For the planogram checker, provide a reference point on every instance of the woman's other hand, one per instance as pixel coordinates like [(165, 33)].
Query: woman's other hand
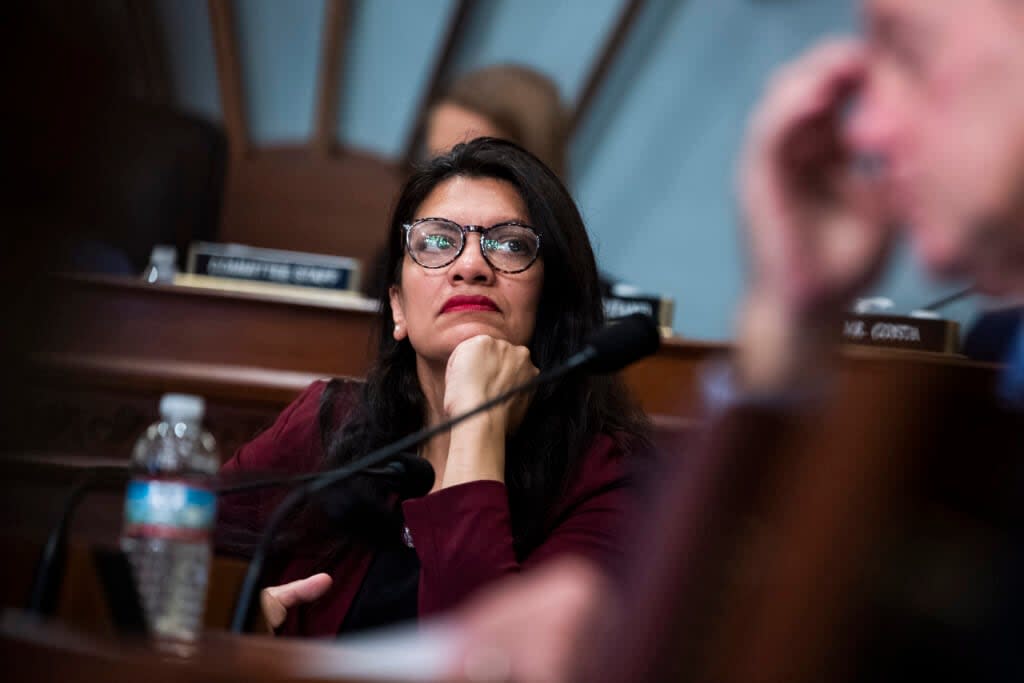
[(276, 600), (479, 369), (816, 230)]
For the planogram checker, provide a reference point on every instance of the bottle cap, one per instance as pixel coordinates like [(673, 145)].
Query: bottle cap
[(181, 408), (165, 255)]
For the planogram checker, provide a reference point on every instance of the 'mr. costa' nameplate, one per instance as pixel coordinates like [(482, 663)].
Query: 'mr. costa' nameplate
[(919, 334)]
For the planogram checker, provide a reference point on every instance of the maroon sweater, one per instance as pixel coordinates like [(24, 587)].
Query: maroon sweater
[(462, 534)]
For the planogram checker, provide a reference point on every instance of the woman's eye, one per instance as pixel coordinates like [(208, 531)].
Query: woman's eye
[(437, 242), (511, 246)]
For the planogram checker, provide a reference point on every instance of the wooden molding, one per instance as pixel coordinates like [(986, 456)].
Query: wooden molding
[(336, 20), (453, 37), (603, 62), (225, 45)]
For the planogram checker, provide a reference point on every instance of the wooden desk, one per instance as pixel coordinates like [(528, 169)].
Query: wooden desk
[(36, 651), (110, 346)]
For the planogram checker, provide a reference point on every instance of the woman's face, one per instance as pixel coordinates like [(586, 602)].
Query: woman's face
[(438, 308)]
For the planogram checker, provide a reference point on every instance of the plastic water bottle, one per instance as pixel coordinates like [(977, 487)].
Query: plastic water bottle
[(169, 515)]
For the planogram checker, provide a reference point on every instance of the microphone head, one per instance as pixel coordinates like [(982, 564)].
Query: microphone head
[(415, 475), (622, 342)]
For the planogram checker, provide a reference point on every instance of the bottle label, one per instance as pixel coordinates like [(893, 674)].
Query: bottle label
[(169, 509)]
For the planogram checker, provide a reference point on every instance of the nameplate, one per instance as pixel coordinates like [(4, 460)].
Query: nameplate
[(657, 308), (273, 265), (918, 334)]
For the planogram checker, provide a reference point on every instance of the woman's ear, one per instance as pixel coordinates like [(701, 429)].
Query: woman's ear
[(397, 312)]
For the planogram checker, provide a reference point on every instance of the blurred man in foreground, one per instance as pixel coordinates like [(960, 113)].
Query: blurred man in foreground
[(918, 126)]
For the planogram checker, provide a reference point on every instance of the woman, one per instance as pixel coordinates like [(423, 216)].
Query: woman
[(471, 311)]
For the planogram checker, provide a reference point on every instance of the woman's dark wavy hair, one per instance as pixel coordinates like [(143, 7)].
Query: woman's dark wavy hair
[(563, 417)]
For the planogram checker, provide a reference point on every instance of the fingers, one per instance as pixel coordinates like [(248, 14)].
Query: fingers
[(793, 160), (276, 600), (807, 88)]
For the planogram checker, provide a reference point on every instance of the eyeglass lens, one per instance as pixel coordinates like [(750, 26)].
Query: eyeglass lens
[(434, 244)]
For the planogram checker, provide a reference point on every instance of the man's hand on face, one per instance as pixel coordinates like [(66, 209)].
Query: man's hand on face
[(816, 231)]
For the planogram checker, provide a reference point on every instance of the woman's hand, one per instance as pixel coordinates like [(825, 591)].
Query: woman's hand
[(816, 230), (276, 600), (479, 369)]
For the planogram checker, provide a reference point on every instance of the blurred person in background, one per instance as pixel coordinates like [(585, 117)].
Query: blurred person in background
[(918, 127), (509, 101)]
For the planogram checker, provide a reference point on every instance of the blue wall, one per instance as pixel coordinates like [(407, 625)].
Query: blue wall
[(652, 166)]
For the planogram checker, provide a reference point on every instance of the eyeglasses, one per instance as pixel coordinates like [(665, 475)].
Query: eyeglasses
[(509, 247)]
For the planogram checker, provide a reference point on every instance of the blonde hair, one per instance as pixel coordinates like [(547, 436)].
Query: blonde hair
[(521, 102)]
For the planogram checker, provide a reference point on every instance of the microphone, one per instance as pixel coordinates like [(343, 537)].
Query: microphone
[(619, 344), (53, 558), (607, 350)]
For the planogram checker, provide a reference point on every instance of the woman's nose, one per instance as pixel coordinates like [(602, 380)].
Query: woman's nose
[(471, 266)]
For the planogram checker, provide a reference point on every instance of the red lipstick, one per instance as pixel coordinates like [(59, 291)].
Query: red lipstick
[(458, 303)]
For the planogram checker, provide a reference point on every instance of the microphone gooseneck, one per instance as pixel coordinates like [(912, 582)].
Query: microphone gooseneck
[(609, 349), (53, 558)]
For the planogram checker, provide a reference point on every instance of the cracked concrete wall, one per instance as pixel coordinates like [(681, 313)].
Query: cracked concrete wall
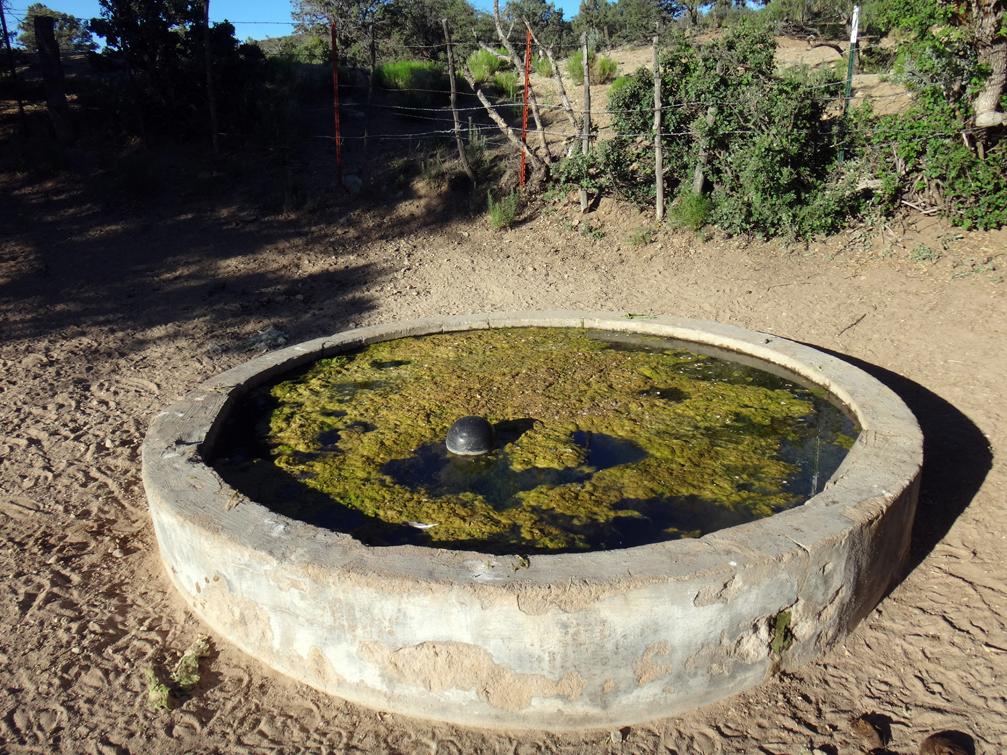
[(573, 640)]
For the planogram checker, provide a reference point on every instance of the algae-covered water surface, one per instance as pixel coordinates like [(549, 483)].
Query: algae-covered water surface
[(603, 441)]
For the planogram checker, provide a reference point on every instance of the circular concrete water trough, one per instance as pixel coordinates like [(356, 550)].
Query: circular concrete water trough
[(564, 641)]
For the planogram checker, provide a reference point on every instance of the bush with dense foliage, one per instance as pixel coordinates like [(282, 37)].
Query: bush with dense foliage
[(760, 139), (755, 150), (483, 63)]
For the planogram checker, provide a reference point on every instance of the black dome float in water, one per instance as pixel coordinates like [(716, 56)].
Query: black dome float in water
[(625, 555), (470, 436)]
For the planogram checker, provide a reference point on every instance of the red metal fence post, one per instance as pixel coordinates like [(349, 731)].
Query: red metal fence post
[(335, 104)]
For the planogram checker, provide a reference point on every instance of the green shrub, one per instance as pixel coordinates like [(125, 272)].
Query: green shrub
[(603, 69), (507, 83), (420, 82), (504, 211), (932, 166), (483, 64), (691, 210)]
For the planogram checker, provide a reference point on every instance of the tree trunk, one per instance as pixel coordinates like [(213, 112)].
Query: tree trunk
[(55, 97), (214, 127), (988, 19)]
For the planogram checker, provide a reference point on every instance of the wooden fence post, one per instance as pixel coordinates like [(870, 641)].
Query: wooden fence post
[(454, 107), (585, 143), (659, 164), (523, 174), (214, 140), (55, 97), (371, 93), (335, 103), (13, 74)]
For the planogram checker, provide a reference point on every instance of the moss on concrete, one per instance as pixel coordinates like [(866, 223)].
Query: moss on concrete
[(711, 433)]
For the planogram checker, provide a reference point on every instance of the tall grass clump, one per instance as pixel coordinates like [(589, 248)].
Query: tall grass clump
[(543, 67), (502, 212), (420, 82), (483, 64), (603, 68)]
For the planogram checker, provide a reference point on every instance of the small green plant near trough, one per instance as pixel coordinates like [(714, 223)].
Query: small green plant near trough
[(483, 64), (181, 682), (543, 67), (641, 237), (504, 211), (781, 635), (691, 210), (923, 254)]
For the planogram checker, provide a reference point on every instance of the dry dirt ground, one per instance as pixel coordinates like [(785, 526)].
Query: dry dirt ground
[(109, 314)]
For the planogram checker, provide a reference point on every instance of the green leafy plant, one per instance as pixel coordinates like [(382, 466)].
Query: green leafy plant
[(502, 212), (162, 695), (602, 69), (781, 638), (921, 253), (641, 237)]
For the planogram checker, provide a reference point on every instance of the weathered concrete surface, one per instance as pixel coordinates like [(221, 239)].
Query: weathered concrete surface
[(574, 640)]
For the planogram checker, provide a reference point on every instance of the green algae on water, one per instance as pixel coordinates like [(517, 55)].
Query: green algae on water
[(603, 442)]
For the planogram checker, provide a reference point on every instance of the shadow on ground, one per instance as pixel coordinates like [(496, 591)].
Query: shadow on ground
[(957, 458), (72, 256)]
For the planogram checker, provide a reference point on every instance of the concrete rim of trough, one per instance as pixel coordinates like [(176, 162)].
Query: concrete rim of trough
[(728, 608)]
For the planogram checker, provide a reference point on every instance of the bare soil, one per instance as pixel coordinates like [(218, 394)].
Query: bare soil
[(109, 312)]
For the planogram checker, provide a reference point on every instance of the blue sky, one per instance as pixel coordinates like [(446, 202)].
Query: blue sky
[(237, 11)]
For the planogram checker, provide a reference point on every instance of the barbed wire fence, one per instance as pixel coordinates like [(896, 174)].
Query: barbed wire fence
[(447, 122)]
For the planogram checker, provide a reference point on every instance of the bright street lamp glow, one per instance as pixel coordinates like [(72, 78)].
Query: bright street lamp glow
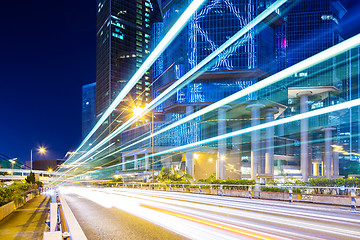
[(137, 111), (164, 43), (316, 59), (42, 150)]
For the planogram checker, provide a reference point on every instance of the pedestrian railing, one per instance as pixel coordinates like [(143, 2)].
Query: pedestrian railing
[(62, 222), (344, 196)]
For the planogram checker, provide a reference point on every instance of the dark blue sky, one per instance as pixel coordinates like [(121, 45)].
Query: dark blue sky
[(47, 54)]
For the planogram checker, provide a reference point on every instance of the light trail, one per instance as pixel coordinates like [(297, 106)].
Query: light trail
[(337, 107), (215, 217), (209, 223), (159, 49), (316, 59), (180, 82)]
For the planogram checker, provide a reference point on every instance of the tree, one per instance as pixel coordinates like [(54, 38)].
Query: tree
[(31, 178)]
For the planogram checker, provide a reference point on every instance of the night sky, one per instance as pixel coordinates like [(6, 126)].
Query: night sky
[(47, 54)]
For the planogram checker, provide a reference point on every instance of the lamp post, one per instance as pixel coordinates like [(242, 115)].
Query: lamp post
[(41, 150)]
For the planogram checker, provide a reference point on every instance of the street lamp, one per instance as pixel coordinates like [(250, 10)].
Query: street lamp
[(41, 150)]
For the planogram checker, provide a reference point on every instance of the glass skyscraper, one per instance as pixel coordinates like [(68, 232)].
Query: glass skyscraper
[(124, 34), (88, 108)]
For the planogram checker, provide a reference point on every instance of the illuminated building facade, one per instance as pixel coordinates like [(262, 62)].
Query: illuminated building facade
[(301, 149), (88, 108), (124, 34)]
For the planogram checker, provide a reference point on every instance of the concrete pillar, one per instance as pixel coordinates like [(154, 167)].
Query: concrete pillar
[(189, 161), (123, 162), (237, 146), (281, 132), (304, 135), (189, 156), (255, 139), (135, 163), (146, 161), (269, 155), (335, 164), (328, 151), (165, 161), (222, 143)]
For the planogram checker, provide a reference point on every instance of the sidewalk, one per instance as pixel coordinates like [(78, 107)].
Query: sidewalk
[(27, 222)]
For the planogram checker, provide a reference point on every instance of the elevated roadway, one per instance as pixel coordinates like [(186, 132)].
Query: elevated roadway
[(195, 216)]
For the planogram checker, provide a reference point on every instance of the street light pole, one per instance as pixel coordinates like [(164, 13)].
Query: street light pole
[(152, 143)]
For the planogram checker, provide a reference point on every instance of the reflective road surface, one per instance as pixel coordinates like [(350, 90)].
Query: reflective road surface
[(112, 213)]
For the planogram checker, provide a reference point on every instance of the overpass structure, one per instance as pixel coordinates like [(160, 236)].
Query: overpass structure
[(21, 174)]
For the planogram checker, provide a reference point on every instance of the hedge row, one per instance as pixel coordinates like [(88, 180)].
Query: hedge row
[(15, 192)]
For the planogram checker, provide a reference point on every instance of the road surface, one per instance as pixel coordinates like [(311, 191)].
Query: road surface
[(112, 213)]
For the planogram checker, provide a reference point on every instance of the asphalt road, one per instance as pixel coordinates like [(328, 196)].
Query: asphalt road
[(132, 214), (100, 222)]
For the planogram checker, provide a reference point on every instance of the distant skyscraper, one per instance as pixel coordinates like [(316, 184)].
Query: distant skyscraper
[(124, 32), (88, 108)]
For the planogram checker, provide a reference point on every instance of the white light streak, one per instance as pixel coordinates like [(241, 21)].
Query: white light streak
[(316, 59), (164, 43)]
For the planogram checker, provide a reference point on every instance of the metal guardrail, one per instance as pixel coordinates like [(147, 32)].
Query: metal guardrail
[(344, 196), (63, 224)]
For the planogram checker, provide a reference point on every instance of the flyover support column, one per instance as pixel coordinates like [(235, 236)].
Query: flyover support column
[(255, 139), (135, 163), (222, 143), (304, 135), (189, 156), (146, 161), (335, 164), (269, 156)]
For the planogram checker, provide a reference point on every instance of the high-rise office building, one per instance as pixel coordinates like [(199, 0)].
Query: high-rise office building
[(88, 108), (124, 32), (293, 33)]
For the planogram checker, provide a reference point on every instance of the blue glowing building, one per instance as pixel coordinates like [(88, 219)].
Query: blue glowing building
[(88, 108)]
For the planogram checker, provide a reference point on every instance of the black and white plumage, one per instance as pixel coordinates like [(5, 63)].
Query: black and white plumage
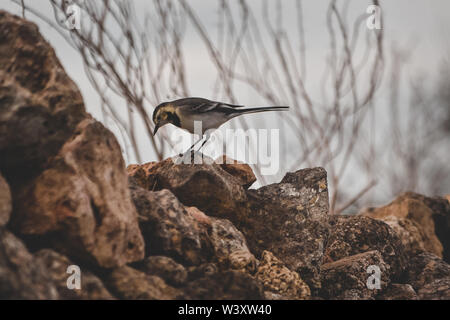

WHAT TO DO: Update the items from the first line down to and including the line with "[(181, 408), (165, 255)]", changing "bottle cap" to "jar lid" and leaving everything else as it is. Omit the pictures.

ANSWER BELOW:
For the planogram checker, provide a reference point on every instance of the woman's other hand, one per instance as pixel coordinates like [(165, 33)].
Query: woman's other hand
[(276, 600), (479, 369), (816, 230)]
For the planogram checker, provide a reference point on every instance of the jar lid, one per instance as pixel coordinates like [(673, 145)].
Query: jar lid
[(181, 408), (165, 255)]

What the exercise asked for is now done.